━━━━━ READING PASSAGE

Broadly speaking the world faces 7 crises:
- A resource crisis (the peaking of oil, water crisis, population growth, depletion of resources, over-fishing, overconsumption...);
- An ecological crisis (climate change, deforestation, desertification, biodiversity loss, land degradation, coral reef destruction, toxic pollution, eutrophication...);
- A health crisis (HIV/AIDS, obesity, lack of access to healthcare, child mortality, pollution-induced conditions, mental health problems...);
- A welfare crisis (poverty - hunger, inadequate sanitation, homelessness, refugees, slums...);
- A humanitarian crisis (war, persecution, genocide, human rights abuses, human trafficking, child exploitation...);
- A social crisis (crime, loss of community, addictions, prison overcrowding...);
- An economic crisis (gap between rich and poor, outsourcing, recession...).
These crises have the following characteristics:
- They cause an immense amount of suffering.
- They affect everyone: not just 'developing' countries but 'developed' too; not just 'poor' people but 'rich' too; not just humans but all forms of life.
- They are all interlinked. They feed on each other. For example, the ecological crisis is decreasing yields, which makes the resource crisis more potent. All of the crises have a negative impact on the welfare crisis, e.g. conflict displaces people and intensifies poverty. In many ways, we are dealing with one enormous crisis.
- Either on their own or together, they threaten to precipitate a catastrophic collapse of society on a global scale.
Note also that the list of problems above is definitely not exhaustive.

━━━━━━━━━━
━━━━━ DATA EXCERPTS

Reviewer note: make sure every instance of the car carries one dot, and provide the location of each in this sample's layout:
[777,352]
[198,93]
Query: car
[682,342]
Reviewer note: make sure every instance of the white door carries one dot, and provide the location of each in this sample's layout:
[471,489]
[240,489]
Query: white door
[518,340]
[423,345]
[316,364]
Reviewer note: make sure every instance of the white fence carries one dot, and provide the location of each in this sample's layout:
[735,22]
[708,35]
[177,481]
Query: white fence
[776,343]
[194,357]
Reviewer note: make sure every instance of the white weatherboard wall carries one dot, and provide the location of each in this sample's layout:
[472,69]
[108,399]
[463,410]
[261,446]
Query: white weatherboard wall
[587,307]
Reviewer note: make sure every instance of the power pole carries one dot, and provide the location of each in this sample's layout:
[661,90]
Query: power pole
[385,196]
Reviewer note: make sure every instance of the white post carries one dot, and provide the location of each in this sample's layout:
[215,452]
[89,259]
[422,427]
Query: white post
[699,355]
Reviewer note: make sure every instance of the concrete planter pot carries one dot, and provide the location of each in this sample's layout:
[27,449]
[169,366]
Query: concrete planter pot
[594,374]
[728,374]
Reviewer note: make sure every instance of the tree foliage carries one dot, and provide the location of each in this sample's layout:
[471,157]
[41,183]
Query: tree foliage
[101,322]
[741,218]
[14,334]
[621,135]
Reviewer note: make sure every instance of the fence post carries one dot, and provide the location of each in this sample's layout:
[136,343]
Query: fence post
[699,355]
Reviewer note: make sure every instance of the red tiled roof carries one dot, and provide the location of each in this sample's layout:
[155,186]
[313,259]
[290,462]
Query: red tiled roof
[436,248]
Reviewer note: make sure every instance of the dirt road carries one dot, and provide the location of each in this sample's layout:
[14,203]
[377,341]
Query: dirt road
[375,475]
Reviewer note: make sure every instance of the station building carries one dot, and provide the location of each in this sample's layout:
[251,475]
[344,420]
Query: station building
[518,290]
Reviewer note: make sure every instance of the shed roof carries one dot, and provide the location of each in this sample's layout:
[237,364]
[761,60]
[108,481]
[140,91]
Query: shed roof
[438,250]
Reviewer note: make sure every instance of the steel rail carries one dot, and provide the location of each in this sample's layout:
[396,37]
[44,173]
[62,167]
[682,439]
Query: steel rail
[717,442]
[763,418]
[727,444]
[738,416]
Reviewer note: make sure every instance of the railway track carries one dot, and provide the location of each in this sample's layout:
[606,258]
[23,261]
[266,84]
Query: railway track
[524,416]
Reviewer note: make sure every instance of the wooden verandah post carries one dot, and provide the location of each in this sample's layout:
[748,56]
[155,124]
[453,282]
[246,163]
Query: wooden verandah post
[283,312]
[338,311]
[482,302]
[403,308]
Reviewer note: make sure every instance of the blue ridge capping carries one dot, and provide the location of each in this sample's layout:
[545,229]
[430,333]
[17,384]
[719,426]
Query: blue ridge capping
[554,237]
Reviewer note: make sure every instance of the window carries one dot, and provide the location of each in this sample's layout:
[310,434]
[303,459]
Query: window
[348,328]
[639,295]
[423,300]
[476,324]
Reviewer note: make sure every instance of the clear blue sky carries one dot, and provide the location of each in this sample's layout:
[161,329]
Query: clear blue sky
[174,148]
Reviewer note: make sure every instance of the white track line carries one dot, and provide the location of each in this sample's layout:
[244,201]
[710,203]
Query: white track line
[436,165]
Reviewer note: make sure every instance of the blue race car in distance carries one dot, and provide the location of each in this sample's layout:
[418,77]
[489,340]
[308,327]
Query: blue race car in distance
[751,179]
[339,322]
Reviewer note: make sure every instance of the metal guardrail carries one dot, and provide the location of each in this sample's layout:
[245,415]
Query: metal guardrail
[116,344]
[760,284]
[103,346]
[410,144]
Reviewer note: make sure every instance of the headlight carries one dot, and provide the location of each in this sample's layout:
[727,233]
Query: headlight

━━━━━━━━━━

LIST OF TASKS
A - Translate this sentence from the passage on the world's seven crises into Spanish: "For example, the ecological crisis is decreasing yields, which makes the resource crisis more potent."
B - In the passage on the world's seven crises, which crisis includes homelessness and slums?
The rows aren't needed for these tasks.

SOLUTION SET
A - Por ejemplo, la crisis ecológica está reduciendo los rendimientos, lo que hace más potente la crisis de recursos.

B - The welfare crisis.